Information shown:
.....

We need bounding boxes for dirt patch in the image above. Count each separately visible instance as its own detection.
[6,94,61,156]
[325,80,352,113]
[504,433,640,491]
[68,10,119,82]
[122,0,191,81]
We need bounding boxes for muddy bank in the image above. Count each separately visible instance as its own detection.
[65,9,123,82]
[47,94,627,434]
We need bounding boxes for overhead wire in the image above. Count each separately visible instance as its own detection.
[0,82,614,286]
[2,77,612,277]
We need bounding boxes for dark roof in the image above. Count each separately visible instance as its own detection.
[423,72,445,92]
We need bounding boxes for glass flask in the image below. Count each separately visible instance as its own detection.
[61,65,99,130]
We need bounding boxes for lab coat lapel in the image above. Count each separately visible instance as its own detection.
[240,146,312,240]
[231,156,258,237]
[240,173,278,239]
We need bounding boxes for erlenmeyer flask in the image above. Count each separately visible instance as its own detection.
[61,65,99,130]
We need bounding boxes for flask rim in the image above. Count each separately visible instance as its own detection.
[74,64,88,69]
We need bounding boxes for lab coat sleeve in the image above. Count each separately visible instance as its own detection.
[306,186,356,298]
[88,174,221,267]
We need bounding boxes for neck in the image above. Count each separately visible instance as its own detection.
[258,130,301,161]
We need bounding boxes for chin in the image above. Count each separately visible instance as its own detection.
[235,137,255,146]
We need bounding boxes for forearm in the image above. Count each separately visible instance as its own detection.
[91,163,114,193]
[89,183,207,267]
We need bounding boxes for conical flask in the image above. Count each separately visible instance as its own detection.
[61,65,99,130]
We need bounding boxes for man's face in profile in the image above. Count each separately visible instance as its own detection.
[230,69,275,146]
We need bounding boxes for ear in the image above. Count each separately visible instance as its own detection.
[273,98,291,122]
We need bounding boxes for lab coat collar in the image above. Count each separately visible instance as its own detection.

.....

Your task is to write out, exactly, the line that contains "We need bounding boxes for neck" and each line after it to the end of the data, with no other lines.

Response to the exercise:
We need bounding boxes for neck in the image above. Count each separately visible instance as its own detection.
[258,130,301,161]
We need bounding boxes for chin in the image above. Count each separately visible instance as its own detection.
[235,137,255,146]
We need bounding boxes for forearm in the image above. Count each separately visible instance as its own detection.
[91,163,114,193]
[89,183,207,267]
We need bounding boxes for conical flask in the image above. Count each separately visible instance as its own detection.
[61,65,99,130]
We need bounding boxes for man's face in profile in the image above. Count each separately visible instance as its own detection.
[230,69,275,146]
We need bounding boxes for ear in the image above. Count each separately visible instance as its own detection.
[273,98,291,122]
We need bounding boxes for lab coat collar in the image above. Count each separately visible instance as its own detection.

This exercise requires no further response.